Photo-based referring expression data
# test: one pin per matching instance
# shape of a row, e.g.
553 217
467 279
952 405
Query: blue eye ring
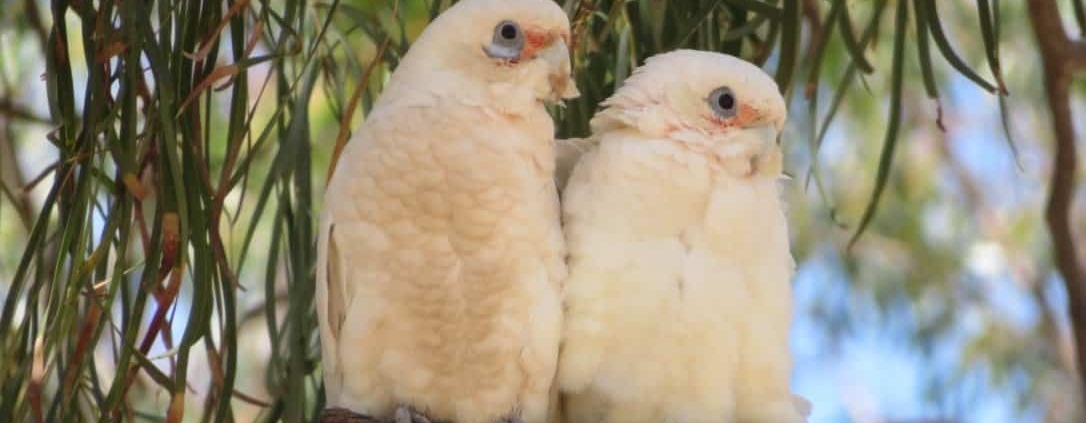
723 102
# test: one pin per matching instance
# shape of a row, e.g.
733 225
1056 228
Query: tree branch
1061 58
343 415
1077 55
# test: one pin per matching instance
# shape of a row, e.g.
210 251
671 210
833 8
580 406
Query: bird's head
711 100
515 46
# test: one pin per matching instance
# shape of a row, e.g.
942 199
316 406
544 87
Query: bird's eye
507 34
722 101
507 41
508 30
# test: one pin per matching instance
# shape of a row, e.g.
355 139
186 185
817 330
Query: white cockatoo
440 254
678 302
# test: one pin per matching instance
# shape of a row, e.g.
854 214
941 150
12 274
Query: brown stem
343 415
1061 58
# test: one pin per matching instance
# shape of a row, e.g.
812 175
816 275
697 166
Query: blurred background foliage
162 163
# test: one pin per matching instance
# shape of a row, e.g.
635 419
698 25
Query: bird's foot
407 414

WHAT TO WORK ON
From the first line to the last, copy the records above exactly and drop any pictures.

ANSWER TO THIS PROBLEM
# test: one pin per matching instance
# shape of a row, e.g.
553 217
467 279
952 405
Query: blue eye ring
723 102
# test: one pin per matching instance
# shape of a row, e.g.
733 225
1056 228
Query: tree branch
1061 58
343 415
1077 55
# test: one pin per matching instance
# shape of a row, e.g.
210 251
671 210
833 8
580 406
Query: bird's head
711 100
515 46
# test: one pin per matching instance
# shape of a row, e.g.
942 199
316 406
544 87
Query: bird's eye
507 34
722 101
507 41
508 30
# test: one pin per matching instance
# shape of a row, e.g.
355 139
186 185
817 330
Query: white cockatoo
440 254
678 302
# test: one pin per matching instance
# shape of a row, e.g.
854 214
941 150
12 274
Query: brown stem
343 415
1061 58
# test: one pin per matching instance
# shape of a row, e.g.
812 175
816 275
697 166
Query: blurred background foliage
162 163
# test: one pin per matching instance
# shape of a row, e.g.
635 419
698 25
Query: bird's foot
407 414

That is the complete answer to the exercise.